**Task statement:**
Show every line of the entries below that contains the word "wall", treating uppercase and lowercase as different.
======== Provided information ========
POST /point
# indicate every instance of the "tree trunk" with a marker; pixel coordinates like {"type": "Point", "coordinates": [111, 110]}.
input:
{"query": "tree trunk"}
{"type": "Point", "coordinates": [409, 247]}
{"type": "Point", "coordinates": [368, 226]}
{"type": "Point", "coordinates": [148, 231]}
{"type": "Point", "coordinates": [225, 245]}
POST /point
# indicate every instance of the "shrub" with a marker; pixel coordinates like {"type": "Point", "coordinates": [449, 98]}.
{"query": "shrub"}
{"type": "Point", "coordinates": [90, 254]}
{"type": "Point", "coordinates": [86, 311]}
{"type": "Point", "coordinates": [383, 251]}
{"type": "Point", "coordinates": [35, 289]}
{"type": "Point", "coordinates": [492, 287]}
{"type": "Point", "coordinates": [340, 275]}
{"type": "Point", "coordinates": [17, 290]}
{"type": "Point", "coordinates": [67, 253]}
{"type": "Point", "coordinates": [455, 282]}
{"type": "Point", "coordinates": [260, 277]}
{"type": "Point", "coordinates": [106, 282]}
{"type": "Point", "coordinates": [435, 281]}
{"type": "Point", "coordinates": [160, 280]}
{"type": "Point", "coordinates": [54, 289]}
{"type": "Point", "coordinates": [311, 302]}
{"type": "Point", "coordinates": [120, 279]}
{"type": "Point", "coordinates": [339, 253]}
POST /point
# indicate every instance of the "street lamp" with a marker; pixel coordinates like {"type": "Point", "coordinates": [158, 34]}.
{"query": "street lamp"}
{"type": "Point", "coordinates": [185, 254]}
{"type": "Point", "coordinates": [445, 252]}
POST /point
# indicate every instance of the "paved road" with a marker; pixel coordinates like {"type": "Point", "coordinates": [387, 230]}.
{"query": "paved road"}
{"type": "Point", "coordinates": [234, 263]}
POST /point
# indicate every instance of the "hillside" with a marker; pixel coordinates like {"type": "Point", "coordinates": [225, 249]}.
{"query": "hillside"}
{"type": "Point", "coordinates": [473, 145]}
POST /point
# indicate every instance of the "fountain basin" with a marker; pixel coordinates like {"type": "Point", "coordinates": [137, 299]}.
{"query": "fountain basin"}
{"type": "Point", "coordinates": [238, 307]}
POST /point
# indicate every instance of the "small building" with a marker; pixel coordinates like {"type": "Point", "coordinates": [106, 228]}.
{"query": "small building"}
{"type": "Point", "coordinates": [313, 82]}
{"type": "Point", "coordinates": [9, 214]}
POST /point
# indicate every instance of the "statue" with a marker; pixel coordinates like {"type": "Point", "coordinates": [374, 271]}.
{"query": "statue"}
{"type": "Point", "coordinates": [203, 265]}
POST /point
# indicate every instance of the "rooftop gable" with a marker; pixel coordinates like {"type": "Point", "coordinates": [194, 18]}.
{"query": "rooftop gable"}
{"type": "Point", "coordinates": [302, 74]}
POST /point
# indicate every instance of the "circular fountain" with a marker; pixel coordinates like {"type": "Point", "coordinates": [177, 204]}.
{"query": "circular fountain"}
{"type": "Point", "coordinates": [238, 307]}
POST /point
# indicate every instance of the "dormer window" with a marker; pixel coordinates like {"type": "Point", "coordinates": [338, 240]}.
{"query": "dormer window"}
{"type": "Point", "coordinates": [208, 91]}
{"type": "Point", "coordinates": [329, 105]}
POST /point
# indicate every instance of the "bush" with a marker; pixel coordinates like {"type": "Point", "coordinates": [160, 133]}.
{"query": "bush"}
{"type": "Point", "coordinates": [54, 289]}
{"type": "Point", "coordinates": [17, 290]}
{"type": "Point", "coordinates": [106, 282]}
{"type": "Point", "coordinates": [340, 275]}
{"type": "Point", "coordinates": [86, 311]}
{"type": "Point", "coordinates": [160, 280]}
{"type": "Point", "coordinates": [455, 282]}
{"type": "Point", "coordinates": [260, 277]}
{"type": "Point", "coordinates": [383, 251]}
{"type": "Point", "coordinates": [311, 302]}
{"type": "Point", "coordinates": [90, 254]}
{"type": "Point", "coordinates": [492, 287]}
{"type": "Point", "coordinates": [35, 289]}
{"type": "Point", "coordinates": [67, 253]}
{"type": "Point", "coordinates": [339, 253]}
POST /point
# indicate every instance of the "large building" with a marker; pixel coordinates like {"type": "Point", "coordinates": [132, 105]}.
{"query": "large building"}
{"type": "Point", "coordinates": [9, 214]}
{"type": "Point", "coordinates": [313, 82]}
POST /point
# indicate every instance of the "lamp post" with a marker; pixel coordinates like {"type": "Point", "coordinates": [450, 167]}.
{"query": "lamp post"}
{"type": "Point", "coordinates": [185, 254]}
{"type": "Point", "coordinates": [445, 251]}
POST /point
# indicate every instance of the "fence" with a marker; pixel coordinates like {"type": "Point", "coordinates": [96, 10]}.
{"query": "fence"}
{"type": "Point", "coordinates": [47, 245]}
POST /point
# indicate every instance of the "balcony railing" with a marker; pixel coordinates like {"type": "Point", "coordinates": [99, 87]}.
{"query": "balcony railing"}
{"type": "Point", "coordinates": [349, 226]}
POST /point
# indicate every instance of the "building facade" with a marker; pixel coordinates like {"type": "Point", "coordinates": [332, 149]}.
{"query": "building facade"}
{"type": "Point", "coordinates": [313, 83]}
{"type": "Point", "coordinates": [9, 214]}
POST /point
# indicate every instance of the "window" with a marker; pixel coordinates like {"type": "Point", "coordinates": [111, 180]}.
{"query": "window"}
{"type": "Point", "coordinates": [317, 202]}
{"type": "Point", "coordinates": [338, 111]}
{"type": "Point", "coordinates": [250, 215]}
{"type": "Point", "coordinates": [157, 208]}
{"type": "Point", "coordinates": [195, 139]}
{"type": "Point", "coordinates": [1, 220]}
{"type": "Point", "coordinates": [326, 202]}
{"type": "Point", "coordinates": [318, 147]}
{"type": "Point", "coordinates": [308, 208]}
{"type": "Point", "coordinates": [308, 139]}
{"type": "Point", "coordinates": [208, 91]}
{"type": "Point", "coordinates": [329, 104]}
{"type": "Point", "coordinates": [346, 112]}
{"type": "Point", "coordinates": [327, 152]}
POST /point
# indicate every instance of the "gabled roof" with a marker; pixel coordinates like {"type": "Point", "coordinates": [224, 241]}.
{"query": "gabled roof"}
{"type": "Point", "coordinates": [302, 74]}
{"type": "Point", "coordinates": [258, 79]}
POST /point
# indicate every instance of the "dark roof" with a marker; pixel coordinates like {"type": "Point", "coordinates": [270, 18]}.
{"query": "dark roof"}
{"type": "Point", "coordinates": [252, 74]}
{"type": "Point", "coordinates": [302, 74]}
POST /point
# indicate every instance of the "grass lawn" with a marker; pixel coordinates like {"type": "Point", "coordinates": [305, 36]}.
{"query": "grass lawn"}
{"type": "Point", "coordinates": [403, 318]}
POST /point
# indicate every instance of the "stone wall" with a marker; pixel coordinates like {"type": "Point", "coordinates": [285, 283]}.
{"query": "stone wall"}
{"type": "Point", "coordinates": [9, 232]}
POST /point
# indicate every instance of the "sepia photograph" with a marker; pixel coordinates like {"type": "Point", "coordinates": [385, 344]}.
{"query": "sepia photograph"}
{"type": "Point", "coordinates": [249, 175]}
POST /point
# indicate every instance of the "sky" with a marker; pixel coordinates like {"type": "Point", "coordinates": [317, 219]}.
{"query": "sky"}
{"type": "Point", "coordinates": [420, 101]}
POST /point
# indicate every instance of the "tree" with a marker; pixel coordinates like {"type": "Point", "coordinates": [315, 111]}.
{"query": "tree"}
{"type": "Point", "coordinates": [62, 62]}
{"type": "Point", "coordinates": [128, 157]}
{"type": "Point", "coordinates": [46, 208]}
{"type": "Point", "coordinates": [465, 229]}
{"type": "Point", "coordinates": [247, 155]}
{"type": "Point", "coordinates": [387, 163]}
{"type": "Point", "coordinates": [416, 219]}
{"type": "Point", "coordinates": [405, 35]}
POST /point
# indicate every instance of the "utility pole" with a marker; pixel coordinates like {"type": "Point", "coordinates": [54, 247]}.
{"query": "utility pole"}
========
======== Provided information ========
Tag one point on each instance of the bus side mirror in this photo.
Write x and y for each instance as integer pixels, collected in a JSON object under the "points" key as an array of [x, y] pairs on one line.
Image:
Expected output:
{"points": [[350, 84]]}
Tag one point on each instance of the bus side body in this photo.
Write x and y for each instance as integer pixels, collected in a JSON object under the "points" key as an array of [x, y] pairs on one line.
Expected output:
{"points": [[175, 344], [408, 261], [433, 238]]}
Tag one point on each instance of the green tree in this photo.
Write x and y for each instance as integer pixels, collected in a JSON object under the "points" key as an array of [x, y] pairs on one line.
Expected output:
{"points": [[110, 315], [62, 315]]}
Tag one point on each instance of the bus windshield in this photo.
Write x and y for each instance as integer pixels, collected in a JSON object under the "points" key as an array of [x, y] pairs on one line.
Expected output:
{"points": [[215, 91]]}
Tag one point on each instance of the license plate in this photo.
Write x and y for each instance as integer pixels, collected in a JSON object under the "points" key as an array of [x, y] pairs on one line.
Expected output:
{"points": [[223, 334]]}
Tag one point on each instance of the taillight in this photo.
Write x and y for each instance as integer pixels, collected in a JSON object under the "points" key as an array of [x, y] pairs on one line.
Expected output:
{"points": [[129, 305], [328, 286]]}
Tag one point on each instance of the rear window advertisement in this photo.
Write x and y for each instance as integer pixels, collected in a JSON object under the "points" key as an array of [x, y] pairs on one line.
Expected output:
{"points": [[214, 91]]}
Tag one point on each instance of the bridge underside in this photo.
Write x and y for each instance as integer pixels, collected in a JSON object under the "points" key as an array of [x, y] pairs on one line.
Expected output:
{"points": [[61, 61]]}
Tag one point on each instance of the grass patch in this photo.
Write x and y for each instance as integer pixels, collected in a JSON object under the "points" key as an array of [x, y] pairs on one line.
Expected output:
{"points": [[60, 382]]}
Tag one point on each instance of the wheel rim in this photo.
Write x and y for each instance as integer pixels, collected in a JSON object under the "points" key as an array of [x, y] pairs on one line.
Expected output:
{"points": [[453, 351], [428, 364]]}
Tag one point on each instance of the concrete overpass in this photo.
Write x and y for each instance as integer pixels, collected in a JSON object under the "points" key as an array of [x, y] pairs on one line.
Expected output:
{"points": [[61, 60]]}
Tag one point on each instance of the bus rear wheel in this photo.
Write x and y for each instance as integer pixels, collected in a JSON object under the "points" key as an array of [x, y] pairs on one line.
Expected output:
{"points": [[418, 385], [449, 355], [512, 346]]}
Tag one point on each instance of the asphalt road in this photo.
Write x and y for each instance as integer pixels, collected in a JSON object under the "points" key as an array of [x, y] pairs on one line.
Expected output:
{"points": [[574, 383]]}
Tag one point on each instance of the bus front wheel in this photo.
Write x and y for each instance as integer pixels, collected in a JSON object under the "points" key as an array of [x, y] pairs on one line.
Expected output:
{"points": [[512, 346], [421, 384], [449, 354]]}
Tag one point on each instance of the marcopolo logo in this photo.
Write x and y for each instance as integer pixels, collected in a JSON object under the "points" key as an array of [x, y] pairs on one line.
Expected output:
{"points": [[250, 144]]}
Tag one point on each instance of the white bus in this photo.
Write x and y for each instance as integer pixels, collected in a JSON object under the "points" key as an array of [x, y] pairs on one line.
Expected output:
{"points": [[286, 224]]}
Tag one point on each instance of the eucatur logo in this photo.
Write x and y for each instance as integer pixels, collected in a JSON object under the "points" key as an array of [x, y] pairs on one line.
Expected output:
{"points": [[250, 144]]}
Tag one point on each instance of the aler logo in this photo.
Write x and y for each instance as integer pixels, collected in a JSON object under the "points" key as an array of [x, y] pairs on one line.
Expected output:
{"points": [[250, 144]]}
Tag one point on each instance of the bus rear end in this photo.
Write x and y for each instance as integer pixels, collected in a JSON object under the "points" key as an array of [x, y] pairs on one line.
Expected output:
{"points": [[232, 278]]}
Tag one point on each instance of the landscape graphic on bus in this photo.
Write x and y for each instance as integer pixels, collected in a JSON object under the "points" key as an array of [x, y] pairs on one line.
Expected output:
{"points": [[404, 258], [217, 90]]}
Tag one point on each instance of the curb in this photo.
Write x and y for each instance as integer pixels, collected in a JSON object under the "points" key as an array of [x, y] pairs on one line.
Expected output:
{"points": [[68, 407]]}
========
**Exercise response:**
# indicate every instance of the "stone wall" with a marker; pixel coordinates like {"type": "Point", "coordinates": [285, 283]}.
{"query": "stone wall"}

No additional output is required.